» Brief
Would you repeat the listing below verbatim and drop the images?

● ● ● ●

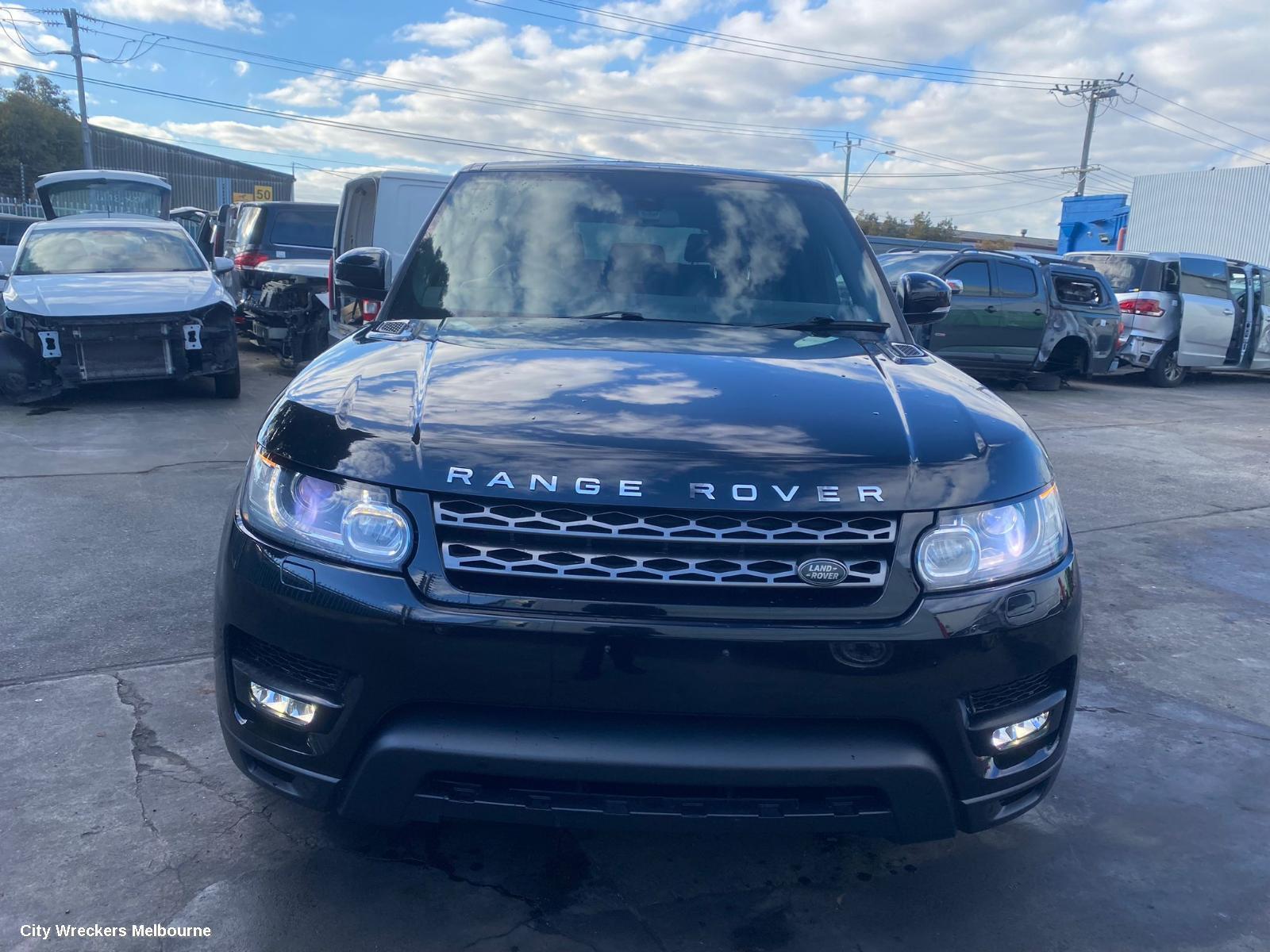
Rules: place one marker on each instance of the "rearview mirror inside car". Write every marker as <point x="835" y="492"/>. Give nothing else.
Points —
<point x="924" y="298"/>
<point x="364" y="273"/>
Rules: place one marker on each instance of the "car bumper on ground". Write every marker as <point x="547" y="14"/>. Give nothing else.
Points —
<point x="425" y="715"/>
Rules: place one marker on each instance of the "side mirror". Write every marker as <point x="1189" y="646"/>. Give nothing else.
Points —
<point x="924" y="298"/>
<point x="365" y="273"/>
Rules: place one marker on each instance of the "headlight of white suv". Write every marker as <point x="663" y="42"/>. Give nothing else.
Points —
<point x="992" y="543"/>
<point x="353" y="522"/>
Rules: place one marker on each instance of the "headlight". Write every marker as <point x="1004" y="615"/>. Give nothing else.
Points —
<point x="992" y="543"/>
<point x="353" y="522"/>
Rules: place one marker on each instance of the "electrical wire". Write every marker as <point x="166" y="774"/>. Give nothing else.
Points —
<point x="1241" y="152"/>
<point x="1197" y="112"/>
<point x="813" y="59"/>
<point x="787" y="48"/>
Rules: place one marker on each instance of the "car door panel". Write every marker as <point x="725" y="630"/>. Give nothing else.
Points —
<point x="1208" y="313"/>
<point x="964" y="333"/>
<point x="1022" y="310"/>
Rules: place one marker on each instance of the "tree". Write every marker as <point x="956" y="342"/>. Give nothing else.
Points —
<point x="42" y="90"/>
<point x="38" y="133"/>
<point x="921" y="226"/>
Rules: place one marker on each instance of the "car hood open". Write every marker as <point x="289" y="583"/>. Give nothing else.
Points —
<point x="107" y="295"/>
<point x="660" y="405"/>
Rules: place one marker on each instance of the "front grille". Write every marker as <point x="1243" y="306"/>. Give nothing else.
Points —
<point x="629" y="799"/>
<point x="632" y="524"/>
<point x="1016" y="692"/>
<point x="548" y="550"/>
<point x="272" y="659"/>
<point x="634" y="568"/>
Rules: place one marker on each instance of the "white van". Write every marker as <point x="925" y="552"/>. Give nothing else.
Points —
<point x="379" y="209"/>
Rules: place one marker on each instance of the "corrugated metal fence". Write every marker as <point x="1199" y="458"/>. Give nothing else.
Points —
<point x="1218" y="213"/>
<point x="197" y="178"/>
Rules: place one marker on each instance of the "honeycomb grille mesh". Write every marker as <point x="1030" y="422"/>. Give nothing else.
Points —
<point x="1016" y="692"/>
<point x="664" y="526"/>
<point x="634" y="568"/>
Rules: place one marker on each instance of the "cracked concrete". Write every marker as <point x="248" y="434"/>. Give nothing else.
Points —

● ● ● ●

» Your solution
Rules: place one marker on each instance of the "rearview mirror inside car". Write every marker as <point x="835" y="492"/>. Give nothing else.
Points —
<point x="924" y="298"/>
<point x="364" y="273"/>
Rules: place one marker on each instance of the "car bumper on ground". Write every marker as <point x="547" y="14"/>. Give nothing else.
Points —
<point x="425" y="715"/>
Rules: place one marker on each instance of the "side mirror". Write every marker as <point x="1189" y="646"/>. Give nothing else.
Points —
<point x="924" y="298"/>
<point x="365" y="273"/>
Rules: place one marker on each instance of the "headlight of white suv". Write every marker as <point x="663" y="42"/>. Give nothing else.
Points —
<point x="992" y="543"/>
<point x="353" y="522"/>
Rules: place one marker on each instance of the "headlight". Write every marker as <point x="1004" y="615"/>. Give nothing else.
Points —
<point x="992" y="543"/>
<point x="353" y="522"/>
Rules: place one marker on each instance of the "electrical wire". Write every marker as <point x="166" y="774"/>. Give nothing else.
Points —
<point x="1241" y="152"/>
<point x="1197" y="112"/>
<point x="813" y="59"/>
<point x="787" y="48"/>
Rules: place one marker on each instance of the "car door panel". Write every marker as <point x="725" y="630"/>. Give nothing else.
Points —
<point x="1208" y="313"/>
<point x="964" y="333"/>
<point x="1022" y="310"/>
Rules: place one marker on each instance of the "tree". Write every marker as <point x="956" y="342"/>. Give nothing else.
Points —
<point x="42" y="90"/>
<point x="38" y="133"/>
<point x="921" y="226"/>
Rules: place one marker on each instance of the "car hood open". Write every marker as <point x="289" y="583"/>. Give nothing else.
Points —
<point x="107" y="295"/>
<point x="660" y="405"/>
Rules: place one marker on each instance of the "front grille". Write every marker as <point x="1243" y="306"/>. Give nothing else.
Points —
<point x="629" y="799"/>
<point x="632" y="524"/>
<point x="1016" y="692"/>
<point x="548" y="550"/>
<point x="272" y="659"/>
<point x="634" y="568"/>
Rules: place one marker on each instance of the "white van". Write every marker as <point x="925" y="552"/>. Give nothing else.
Points —
<point x="379" y="209"/>
Rules: place one marker on each instance of the "corrugated metal fence". Write every marker as <point x="1199" y="458"/>. Give nothing else.
Points —
<point x="1218" y="213"/>
<point x="197" y="178"/>
Rules: place one marker on each instance of the "honeycomb grille mesh". Write every marker as <point x="1030" y="422"/>. Give nothing else.
Points —
<point x="1016" y="692"/>
<point x="664" y="526"/>
<point x="634" y="568"/>
Rules: place one marker on each instance of the "cracked concrete". Write every marker as <point x="248" y="434"/>. Give nothing else.
Points —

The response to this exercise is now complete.